__EXERCISE GOAL__.
Rewrite each line of the records below as a JSON list of strings, with one string per line and blank lines omitted.

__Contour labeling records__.
□ □ □ □ □

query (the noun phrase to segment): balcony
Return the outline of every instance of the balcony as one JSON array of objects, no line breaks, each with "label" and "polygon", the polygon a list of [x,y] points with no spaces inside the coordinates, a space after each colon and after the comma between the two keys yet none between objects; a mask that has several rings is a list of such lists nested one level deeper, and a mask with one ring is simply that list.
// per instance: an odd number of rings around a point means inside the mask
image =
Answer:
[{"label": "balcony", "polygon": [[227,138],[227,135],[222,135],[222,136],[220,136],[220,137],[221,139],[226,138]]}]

□ □ □ □ □

__SOLVED EXERCISE__.
[
  "query (the noun phrase to segment): balcony",
  "Return the outline of every instance of the balcony as one JSON array of objects, no line breaks, each with \"label\" and \"polygon\", the polygon a list of [x,y] points with no spaces inside the coordinates, a space after each colon and after the comma between the two keys yet none between objects; a mask that has several rings is a list of such lists nested one level deeper, and a mask with one ring is simply that list.",
  "// per instance: an odd number of rings around a point means inside the mask",
  "image =",
  "Answer:",
  "[{\"label\": \"balcony\", \"polygon\": [[227,138],[227,135],[222,135],[222,136],[220,136],[220,137],[221,139],[226,138]]}]"
]